[What to work on]
Change "bokeh background" to "blurred background" in everything from the line containing "Provide the segmentation of every instance of the bokeh" down to the line containing "113), (152, 121)]", and write those lines out again with nothing else altered.

─── Material to process

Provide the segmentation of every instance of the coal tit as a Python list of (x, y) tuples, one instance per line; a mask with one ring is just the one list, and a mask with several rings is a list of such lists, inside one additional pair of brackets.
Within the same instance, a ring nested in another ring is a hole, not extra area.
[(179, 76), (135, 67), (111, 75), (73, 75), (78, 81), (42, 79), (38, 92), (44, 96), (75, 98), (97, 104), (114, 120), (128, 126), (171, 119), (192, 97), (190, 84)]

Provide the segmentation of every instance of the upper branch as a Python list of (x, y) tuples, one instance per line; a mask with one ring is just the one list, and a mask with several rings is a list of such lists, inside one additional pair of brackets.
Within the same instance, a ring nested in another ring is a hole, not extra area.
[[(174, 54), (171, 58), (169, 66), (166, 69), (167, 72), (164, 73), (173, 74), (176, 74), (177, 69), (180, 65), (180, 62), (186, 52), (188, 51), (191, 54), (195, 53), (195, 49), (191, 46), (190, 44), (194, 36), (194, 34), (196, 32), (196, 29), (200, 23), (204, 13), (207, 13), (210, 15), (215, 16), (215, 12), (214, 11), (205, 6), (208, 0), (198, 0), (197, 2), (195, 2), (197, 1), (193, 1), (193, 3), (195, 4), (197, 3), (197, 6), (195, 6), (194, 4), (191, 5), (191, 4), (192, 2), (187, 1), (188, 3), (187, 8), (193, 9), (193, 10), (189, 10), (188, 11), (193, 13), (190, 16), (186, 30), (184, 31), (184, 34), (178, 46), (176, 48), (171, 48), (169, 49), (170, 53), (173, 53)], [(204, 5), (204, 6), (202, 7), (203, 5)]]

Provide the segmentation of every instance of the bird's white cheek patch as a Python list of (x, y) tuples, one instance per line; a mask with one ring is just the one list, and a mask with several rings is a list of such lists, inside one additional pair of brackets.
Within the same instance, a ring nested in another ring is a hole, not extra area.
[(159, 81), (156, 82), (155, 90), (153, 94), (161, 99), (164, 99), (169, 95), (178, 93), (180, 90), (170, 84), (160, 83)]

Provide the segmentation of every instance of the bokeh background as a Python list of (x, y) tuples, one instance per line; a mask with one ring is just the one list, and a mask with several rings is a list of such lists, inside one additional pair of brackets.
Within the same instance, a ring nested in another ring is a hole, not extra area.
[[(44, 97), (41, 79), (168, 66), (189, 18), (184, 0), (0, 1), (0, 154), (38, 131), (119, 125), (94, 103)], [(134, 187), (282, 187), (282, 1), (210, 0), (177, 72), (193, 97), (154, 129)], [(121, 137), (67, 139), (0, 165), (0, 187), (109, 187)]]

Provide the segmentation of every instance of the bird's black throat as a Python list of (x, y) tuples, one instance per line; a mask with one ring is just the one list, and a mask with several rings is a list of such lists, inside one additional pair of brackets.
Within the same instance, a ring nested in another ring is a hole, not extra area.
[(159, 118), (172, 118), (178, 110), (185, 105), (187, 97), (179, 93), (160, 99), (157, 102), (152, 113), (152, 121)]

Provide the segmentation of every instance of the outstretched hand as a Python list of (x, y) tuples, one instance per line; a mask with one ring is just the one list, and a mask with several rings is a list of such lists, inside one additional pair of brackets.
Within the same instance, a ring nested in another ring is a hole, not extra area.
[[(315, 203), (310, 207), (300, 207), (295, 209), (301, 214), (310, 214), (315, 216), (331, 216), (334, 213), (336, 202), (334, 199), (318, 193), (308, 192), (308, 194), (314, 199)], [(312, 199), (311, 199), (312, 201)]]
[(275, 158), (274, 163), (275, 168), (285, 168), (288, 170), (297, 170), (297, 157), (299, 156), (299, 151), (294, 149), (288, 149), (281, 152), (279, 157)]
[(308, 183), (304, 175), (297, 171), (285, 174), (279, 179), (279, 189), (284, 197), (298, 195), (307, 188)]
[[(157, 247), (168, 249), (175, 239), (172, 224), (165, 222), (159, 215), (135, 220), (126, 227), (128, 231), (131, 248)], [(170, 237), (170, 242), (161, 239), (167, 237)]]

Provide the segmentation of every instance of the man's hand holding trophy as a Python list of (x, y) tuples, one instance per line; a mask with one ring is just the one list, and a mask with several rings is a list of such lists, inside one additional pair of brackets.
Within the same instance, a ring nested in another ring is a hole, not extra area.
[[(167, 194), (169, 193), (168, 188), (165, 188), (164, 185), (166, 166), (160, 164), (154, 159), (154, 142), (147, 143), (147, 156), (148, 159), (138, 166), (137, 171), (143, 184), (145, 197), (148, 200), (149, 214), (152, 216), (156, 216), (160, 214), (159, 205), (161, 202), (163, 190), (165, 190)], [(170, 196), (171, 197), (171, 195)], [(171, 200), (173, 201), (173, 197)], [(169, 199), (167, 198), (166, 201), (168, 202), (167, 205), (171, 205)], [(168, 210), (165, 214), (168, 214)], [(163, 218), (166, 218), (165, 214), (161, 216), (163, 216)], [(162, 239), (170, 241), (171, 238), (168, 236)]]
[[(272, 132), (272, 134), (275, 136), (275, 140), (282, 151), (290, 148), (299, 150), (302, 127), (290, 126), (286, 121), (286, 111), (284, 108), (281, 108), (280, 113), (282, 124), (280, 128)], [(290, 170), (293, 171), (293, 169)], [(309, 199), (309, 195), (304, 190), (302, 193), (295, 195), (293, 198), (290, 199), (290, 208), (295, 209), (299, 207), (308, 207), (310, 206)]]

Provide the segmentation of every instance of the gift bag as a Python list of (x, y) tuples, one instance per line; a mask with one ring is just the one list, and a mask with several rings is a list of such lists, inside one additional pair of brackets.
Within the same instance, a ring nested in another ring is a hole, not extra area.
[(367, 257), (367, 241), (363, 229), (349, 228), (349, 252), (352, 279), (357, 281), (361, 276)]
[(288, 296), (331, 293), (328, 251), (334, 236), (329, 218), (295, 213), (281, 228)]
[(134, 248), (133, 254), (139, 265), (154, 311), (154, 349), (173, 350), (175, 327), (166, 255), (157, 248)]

──────

[Solution to this task]
Provide the segmentation of every instance of the blurred background as a Python list of (x, y) tuples, one instance per line; a mask with one ring is just the one list, and a mask with several rings is a list of such lists, inside one additional pair of brackets.
Within the same instance, a ring nested in another ring is a hole, not extra area.
[[(44, 97), (41, 79), (168, 66), (189, 18), (184, 0), (0, 1), (0, 154), (38, 131), (119, 125), (94, 103)], [(134, 187), (282, 187), (282, 1), (210, 0), (177, 72), (193, 97), (154, 129)], [(121, 137), (67, 139), (0, 165), (0, 187), (109, 187)]]

Provide the segmentation of every instance of the bird's black throat as a Python list of (x, y) tuples, one instance per line; a mask with one ring is just the one list, and a mask with several rings is a list of such lists, inside one additional pair of brackets.
Within the same instance, a ring nested in another ring is a hole, not extra area.
[(159, 118), (172, 118), (178, 110), (185, 105), (187, 97), (179, 93), (160, 99), (157, 102), (152, 113), (152, 121)]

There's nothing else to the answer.